_The task_
Retype the part of the passage on Brazil's doping control laboratory that begins at the words "However, a meeting" and stops after the words "and Paralympic Games.".

ABCD is part of the commitments taken up by Brazil during their bid to host the 2016 Olympic and Paralympic Games in Rio de Janeiro. On the occasion, the bid book submitted in 2009 also anticipated extension and improvement works to be done to the Brazilian Doping Control Laboratory (LBCD) at the Chemistry Institute of the Rio de Janeiro Federal University, WADA accredited in 2002.

In August 2013, LBCDs position as an accredited lab was revoked because it had reached the limit of points it is allowed in relation to the non-conformity of blind tests forwarded by WADA. This limit works similar to penalty points on driving licences.

However, a meeting was held with WADA in Montreal (Canada) in September the same year and a fast track solution was established so that the new LBCD might be able to be accredited by the second half of 2015. Therefore, the laboratory will be able to operate during the 2016 Olympic and Paralympic Games.

The reaccreditation process has been successfully completed. LBCD was reaccredited by WADA on 13 May, 2015. The announcement was made at the meeting of the entity’s Founding Board in Montreal in Canada, attended by the Minister of Sport George Hilton and the national secretary of ABCD Marco Aurelio Klein. The laboratory has become the 34th facility accredited by WADA and the second in South America (the other is in Bogota, Colombia).

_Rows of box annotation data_

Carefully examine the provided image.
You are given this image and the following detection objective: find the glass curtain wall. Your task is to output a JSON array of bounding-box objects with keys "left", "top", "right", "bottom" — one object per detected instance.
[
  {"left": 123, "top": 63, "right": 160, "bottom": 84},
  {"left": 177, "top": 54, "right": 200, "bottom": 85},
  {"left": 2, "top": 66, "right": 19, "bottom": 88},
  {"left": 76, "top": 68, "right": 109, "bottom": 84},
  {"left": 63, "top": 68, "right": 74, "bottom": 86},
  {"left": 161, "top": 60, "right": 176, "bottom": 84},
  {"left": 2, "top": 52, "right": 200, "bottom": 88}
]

_Expected answer_
However, a meeting was held with WADA in Montreal (Canada) in September the same year and a fast track solution was established so that the new LBCD might be able to be accredited by the second half of 2015. Therefore, the laboratory will be able to operate during the 2016 Olympic and Paralympic Games.